The Trump administration is continuing to deport African asylum seekers in its last few days before the inauguration of Joe Biden, who has promised a 100-day suspension of deportations, amid allegations of abuse of detainees, insufficient legal protections and inadequate precautions against Covid infection.
US Immigration and Customs Enforcement (Ice) confirmed a “removal flight” left Louisiana on Thursday bound for Nairobi. The charter plane believed to be carrying Somali, Ethiopian and Kenyan deportees made a refuelling stop in Sofia. Immigrant support activists believe the deportees were transferred to commercial planes in Nairobi for transfer to other countries.
There are mounting concerns that there could be a final deportation flight to Africa as late as Tuesday – the day before Biden takes office – as part of a systematic effort by Ice to move as many African asylum seekers as possible out of the country before the end of the zealously anti-immigrant Trump administration.

### Data extract
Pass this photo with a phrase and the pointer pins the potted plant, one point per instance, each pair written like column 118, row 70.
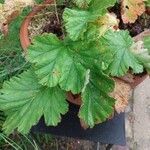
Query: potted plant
column 87, row 65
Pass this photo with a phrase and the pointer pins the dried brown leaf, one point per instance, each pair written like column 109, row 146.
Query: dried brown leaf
column 121, row 93
column 131, row 9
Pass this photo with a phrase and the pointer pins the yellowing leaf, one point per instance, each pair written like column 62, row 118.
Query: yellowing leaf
column 131, row 9
column 121, row 94
column 108, row 21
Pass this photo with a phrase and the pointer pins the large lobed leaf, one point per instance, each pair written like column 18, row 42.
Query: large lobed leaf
column 58, row 62
column 119, row 43
column 55, row 64
column 82, row 3
column 25, row 101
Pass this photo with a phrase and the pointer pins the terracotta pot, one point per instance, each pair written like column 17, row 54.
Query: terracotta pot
column 133, row 80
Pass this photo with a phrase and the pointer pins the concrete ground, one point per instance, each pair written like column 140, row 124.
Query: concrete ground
column 137, row 122
column 138, row 118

### What to work on
[A] Write out the stretch of the deportation article from "The Trump administration" through "to other countries.".
[B] List the nationalities of the deportees the deportation article says the charter plane was believed to be carrying.
The items stand apart from the deportation article and are not part of it.

### Responses by task
[A]
The Trump administration is continuing to deport African asylum seekers in its last few days before the inauguration of Joe Biden, who has promised a 100-day suspension of deportations, amid allegations of abuse of detainees, insufficient legal protections and inadequate precautions against Covid infection.
US Immigration and Customs Enforcement (Ice) confirmed a “removal flight” left Louisiana on Thursday bound for Nairobi. The charter plane believed to be carrying Somali, Ethiopian and Kenyan deportees made a refuelling stop in Sofia. Immigrant support activists believe the deportees were transferred to commercial planes in Nairobi for transfer to other countries.

[B] Somali, Ethiopian, Kenyan